#### [TASK REQUIREMENTS]
From the entries that follow, copy each line in which "rock" appears.

#### [Collected data]
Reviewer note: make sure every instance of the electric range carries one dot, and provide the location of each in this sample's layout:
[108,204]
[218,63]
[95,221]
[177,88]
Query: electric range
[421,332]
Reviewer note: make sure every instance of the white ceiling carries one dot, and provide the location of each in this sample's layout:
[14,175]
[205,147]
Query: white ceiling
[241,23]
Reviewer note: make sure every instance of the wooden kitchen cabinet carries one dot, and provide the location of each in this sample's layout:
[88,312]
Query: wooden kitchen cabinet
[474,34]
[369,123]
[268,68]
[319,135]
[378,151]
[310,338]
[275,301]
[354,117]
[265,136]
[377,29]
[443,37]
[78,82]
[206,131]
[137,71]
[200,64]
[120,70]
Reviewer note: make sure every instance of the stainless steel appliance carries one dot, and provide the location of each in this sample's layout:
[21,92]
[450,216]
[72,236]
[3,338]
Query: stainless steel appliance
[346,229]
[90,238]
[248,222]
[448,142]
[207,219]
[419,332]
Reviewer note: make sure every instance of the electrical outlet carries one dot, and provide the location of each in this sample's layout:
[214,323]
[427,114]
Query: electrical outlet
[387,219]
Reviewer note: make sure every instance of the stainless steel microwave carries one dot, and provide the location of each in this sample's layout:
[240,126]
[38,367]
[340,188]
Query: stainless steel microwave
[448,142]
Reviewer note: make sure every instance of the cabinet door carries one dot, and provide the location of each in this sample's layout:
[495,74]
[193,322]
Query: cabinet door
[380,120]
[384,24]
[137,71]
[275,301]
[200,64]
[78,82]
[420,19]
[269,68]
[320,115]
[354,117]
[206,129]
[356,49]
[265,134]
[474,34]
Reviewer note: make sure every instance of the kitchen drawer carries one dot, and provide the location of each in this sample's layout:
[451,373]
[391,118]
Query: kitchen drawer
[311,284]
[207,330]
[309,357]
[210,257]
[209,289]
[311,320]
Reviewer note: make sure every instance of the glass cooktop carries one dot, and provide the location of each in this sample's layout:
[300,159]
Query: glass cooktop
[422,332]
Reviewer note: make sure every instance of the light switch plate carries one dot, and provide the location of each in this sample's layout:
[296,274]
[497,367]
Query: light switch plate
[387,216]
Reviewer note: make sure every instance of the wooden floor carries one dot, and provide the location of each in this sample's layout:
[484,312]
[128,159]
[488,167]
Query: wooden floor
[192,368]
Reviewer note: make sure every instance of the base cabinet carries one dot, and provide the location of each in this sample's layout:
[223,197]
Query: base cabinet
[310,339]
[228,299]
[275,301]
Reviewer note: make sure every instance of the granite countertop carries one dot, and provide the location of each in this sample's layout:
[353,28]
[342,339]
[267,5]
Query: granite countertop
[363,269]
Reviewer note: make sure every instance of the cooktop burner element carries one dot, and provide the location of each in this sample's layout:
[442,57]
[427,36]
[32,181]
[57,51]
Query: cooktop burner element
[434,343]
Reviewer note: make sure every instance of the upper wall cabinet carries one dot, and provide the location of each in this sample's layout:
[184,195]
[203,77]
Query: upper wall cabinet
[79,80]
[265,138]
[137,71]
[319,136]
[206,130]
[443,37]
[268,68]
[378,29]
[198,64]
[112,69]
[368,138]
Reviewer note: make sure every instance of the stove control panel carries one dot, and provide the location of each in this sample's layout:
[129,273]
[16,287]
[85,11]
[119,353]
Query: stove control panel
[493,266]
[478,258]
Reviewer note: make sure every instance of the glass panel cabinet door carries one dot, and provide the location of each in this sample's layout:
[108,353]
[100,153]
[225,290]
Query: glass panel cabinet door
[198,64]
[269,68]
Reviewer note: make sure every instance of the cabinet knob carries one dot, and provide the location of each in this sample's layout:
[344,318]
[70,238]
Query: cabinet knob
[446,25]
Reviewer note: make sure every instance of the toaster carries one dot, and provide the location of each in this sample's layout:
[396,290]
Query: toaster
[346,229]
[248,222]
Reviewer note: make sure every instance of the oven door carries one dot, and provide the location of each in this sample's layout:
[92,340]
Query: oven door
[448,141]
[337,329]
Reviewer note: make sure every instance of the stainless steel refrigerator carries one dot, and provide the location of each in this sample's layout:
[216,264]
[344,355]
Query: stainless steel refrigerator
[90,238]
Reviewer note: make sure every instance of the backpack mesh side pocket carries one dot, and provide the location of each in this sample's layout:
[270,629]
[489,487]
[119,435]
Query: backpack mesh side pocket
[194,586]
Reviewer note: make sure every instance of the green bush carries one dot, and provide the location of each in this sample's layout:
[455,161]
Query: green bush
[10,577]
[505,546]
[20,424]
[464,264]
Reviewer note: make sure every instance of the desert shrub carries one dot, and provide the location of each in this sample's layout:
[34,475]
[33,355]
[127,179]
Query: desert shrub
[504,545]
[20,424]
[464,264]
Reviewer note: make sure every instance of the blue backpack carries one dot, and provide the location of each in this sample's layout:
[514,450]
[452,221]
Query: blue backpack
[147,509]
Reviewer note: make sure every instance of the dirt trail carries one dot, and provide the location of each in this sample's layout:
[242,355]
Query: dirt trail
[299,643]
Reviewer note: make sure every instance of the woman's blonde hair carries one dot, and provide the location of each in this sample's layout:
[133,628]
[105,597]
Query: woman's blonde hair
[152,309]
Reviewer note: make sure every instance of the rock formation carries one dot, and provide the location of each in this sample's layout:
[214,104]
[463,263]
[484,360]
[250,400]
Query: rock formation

#### [RESULT]
Reviewer note: make sure every instance of the rock formation carries one dot, and provide the location of each in this sample's layout:
Query: rock formation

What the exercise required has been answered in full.